* **WORK REQUEST**: Output the data exactly, with every line intact.

Data items:
● ● ●

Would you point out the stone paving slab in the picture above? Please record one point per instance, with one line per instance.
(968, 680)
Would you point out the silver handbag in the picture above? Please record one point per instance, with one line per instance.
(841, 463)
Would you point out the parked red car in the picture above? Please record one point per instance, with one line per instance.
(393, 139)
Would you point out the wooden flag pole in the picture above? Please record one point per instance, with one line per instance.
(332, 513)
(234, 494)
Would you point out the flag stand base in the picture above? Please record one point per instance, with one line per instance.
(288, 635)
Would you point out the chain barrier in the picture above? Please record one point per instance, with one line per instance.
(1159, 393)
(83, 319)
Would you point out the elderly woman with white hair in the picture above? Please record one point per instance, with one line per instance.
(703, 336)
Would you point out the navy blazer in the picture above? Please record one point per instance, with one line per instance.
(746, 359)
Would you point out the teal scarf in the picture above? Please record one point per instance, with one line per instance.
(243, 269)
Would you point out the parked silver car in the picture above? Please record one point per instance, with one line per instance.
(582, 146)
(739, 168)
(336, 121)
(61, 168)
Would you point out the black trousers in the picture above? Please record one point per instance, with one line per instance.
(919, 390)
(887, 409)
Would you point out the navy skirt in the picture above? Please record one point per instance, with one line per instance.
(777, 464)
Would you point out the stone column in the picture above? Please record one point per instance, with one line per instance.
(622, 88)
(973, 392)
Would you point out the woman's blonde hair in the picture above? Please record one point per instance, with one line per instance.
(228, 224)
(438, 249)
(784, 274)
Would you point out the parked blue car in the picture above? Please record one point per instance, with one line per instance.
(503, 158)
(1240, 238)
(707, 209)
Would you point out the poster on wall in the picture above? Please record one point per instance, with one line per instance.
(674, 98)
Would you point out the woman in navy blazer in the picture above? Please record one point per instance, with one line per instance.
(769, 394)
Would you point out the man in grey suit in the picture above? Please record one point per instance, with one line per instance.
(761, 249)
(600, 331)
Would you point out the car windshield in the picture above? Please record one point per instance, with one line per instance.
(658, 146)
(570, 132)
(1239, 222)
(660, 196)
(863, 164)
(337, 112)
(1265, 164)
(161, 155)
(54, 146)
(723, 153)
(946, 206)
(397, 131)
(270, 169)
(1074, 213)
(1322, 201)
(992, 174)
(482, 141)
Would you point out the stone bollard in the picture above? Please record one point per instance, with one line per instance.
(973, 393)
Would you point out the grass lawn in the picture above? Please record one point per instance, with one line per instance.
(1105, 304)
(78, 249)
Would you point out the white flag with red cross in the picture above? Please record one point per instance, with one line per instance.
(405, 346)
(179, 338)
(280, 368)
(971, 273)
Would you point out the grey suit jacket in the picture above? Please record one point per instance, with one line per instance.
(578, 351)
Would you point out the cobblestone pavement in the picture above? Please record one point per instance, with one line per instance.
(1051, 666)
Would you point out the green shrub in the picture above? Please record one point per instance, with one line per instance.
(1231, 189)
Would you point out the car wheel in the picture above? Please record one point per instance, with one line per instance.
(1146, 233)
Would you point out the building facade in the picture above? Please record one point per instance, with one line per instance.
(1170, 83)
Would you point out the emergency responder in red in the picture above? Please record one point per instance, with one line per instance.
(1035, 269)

● ● ●

* **WRITTEN REPLY**:
Would you point out the stone paving slab in the picture above? Please record one point per instance, with one line per instance.
(968, 680)
Would you point out the silver handbag in the picture above? Please record one point per instance, with one line per instance.
(841, 463)
Would you point out the parked red car in the picture above? Please record one point per instance, with one line per instance.
(393, 139)
Would you point out the wooden flag pole in the picture above? Please record one point per instance, with one line per instance.
(332, 513)
(234, 494)
Would you point out the flag stand base in the picture above? Please record one point per instance, with one line per instance.
(288, 635)
Would you point out the chain barrier in the picture above? Please record one point per instance, with one line per instance.
(1159, 393)
(83, 319)
Would you point out the elderly woman with white hair in the picture above? Please record one point per instance, with one line per instance.
(703, 336)
Would you point out the navy blazer in the picture above? Please record one point per instance, with one line per instance.
(746, 359)
Would you point out the teal scarf in the picture above? Please record one point per instance, with one line per instance.
(243, 269)
Would you point out the parked silver car in the picture above? Please record one point per instance, with one line per instance.
(582, 146)
(739, 168)
(336, 121)
(61, 168)
Would you point out the black trousers in the picture above? Please record one point per instance, with one line per instance.
(919, 390)
(887, 409)
Would you point out the navy skirt in the picture above? Please record one point per instance, with one line per instance.
(777, 464)
Would you point out the stone column in the picture above? Please record one point per instance, with one line per instance.
(622, 88)
(973, 392)
Would you point out the woman's blonde hair in the picture above? Please record one point per instance, with one line per instance.
(228, 224)
(438, 249)
(784, 274)
Would you point out the parked blue car in the picture above? Please record one point per instance, with one line per instance.
(503, 158)
(1240, 238)
(707, 209)
Would you point out the poster on wall in the picture above? Please record one point per instance, with one line per instance.
(674, 98)
Would you point out the woman in navy blazer in the picture above? Please record one point per instance, with one line per instance.
(769, 394)
Would you point out the man in grey suit in the picture above? Please record one point per instance, with one line per instance.
(761, 249)
(600, 331)
Would you point out the car windshield in the picture above? Please record one point per instance, with one line per instance.
(658, 146)
(570, 132)
(1239, 222)
(660, 196)
(863, 164)
(337, 112)
(1265, 164)
(161, 155)
(54, 146)
(723, 153)
(946, 206)
(397, 131)
(270, 169)
(1074, 213)
(1322, 201)
(992, 174)
(482, 141)
Would you point out the stone bollard in the picture above? Please record one point per instance, with one line per instance.
(973, 393)
Would you point out the grass lawn in the picture above? Please record one point per instance, with one line per instance.
(1105, 304)
(78, 249)
Would you point out the white flag with red cross in the picture above? Please record one point per instance, with one line per instance.
(405, 346)
(179, 338)
(280, 368)
(971, 273)
Would you point out the grey suit jacket in the picture above? Please record one point per instance, with one line per instance.
(578, 351)
Would you point out the cobblestone pavement in the picture above? Please record one point per instance, with one line per instance.
(1051, 666)
Would you point out the green shrub in the picture above? Please record one point per instance, with one line per instance.
(1231, 189)
Would you point out the car wheel in the picture above? Please record one point per instance, with one line per instance.
(1146, 233)
Would you point out the building facade in the picture above? Please record one point per instance, with one line per instance.
(1170, 83)
Would you point out the emergency responder in red in the picture above? Please record one point per instance, with one line per instance.
(1035, 269)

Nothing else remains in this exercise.